From the review of Korean literature in translation, reproduce the passage that begins at the words "Reviewed by Robert" and stops after the words "being done today.", keeping every word and punctuation mark unchanged.

[Start of Excerpt]

A Ready-Made Life: Early Masters of Modern Korean Fiction, selected and translated by Kim Chong-un and Bruce Fulton, Honolulu: University of Hawai'i Press, 1998. 191 pages. $38.00 cloth (ISBN 0-8248-2015-0), $15.95 paper (ISBN 0-8248-2071-1).
The Prophet and Other Stories, Yi Ch'ông-jun, translated by Julie Pickering, Ithaca, New York: East Asia Program, Cornell University, 1999. 189 pages. $22.00, cloth: ISBN 1-885445-61-X; $14.00, paper: ISBN 1-885445-01-6.
Reviewed by Robert J. Fouser
Kagoshima University[This review originally appeared in a modified form as "Korean Literature in Translation: A Trio Virtuoso", in Translation Review 58, (2000), pp. 59-62.]
The last years of the 1990s have been good to Korean literature in English translation. Together, the three works discussed in this review round out existing translations by filling a number of important gaps in the corpus of Korean literature in English translation. Though translators and aficionados of Korean literature frequently lament the state of Korean literature in translation compared with that of Chinese or Japanese literature, the three works reviewed are cause for hope because, they match the quality of some of the best translations of Chinese and Japanese literature being done today.
To date, most translations of Korean literature into English have focused on shijo, an accessible genre of vernacular poetry from Chosôn period (1392-1910), the most famous works of classical fiction in Chinese and han'gûl, and post-1945 literature from South Korea. Translations of post-1945 fiction have appeared mainly in anthologies of short stories by different authors. In recent years, a number of translations of poetry by one author have appeared, but novels or collected works by one author are still relatively rare. The works reviewed here all diverge from this pattern in important ways.
The Moonlit Pond: Korean Classical Poems in Chinese, translated by Sung-il Lee, is the best one-volume anthology of poetry written in classical Chinese by Koreans from the Unified Shilla period (A.D. 668-935) to the Japanese colonial period. Translating classical Chinese poetry into Korean is tricky because the translator needs to maintain the austere, almost "foreign," tone of the original while making the translation aesthetically attractive. In the past, Koreans who could write classical Chinese had a choice of two written languages, each language contained different nuances and filled different functions. Chinese was formal and philosophical, whereas Korean was emotional and spontaneous. These differences imply a degree of tension in Korean writers of Chinese poetry who were confined at once by the language of classical Chinese and the desire to express feelings through poetry. Dr. Lee has done an admirable job in conveying the sense of both the original Chinese and the Korean translation of the original in English.

[End of Excerpt]
[Start of Supplied data]

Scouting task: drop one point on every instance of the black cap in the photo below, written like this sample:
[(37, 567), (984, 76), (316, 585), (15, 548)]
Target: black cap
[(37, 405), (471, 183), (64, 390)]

[End of Supplied data]

Task output:
Reviewed by Robert J. Fouser
Kagoshima University[This review originally appeared in a modified form as "Korean Literature in Translation: A Trio Virtuoso", in Translation Review 58, (2000), pp. 59-62.]
The last years of the 1990s have been good to Korean literature in English translation. Together, the three works discussed in this review round out existing translations by filling a number of important gaps in the corpus of Korean literature in English translation. Though translators and aficionados of Korean literature frequently lament the state of Korean literature in translation compared with that of Chinese or Japanese literature, the three works reviewed are cause for hope because, they match the quality of some of the best translations of Chinese and Japanese literature being done today.